Listed entries
· · · · ·

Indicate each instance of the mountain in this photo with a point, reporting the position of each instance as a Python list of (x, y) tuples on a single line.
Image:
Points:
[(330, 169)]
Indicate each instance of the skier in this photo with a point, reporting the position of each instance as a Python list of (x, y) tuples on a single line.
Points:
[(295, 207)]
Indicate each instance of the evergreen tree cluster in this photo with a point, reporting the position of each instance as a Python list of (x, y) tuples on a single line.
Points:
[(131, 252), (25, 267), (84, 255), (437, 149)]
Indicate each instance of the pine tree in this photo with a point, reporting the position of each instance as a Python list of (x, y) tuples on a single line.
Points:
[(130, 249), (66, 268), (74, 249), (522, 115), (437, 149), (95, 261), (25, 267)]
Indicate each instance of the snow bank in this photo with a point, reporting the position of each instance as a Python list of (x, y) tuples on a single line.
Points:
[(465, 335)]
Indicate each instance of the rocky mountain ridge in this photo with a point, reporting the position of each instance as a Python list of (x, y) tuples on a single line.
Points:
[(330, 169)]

· · · · ·

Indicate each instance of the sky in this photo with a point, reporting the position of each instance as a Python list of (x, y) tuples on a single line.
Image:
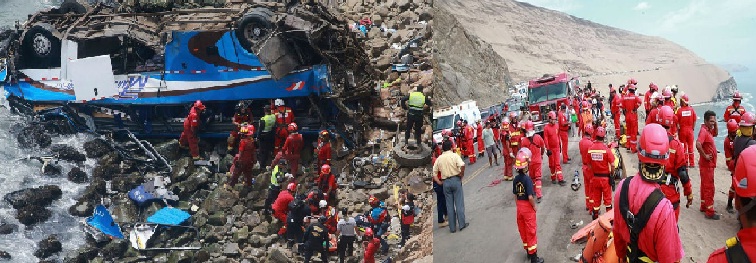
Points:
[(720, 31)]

· · · · ·

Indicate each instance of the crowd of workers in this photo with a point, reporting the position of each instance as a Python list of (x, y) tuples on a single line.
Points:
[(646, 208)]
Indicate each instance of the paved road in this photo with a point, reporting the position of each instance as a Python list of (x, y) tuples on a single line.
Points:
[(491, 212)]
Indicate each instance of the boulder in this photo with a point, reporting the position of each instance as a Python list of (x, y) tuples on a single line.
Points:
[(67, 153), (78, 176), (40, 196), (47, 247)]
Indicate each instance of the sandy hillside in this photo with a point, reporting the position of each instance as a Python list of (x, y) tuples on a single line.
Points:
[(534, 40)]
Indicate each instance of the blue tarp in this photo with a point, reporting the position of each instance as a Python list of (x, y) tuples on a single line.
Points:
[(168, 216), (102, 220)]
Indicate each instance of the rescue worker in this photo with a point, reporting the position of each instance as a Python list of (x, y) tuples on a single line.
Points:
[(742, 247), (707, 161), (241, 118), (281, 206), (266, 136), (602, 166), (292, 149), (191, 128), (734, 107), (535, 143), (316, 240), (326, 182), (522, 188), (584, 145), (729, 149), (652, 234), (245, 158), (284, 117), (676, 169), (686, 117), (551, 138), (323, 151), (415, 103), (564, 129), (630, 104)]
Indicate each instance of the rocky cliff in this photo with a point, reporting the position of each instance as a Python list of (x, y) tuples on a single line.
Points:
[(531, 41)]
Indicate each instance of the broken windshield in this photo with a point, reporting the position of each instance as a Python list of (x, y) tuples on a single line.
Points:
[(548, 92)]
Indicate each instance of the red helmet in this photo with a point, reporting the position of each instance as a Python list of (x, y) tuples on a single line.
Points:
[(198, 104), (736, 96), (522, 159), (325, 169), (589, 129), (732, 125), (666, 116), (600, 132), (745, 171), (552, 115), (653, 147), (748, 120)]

· · · · ·

Task item
"tree" is the string to look for; please copy every line of the records above where it appears.

Response to the task
Indicate each instance of the evergreen tree cluster in this photo with a point, reporting the position of each instance as a Python list of (x, y) tuples on a single line.
Indicate each instance of the pine tree in this photo with a point, reporting the position of each instance as a Python list of (x, y) tuples on a single line.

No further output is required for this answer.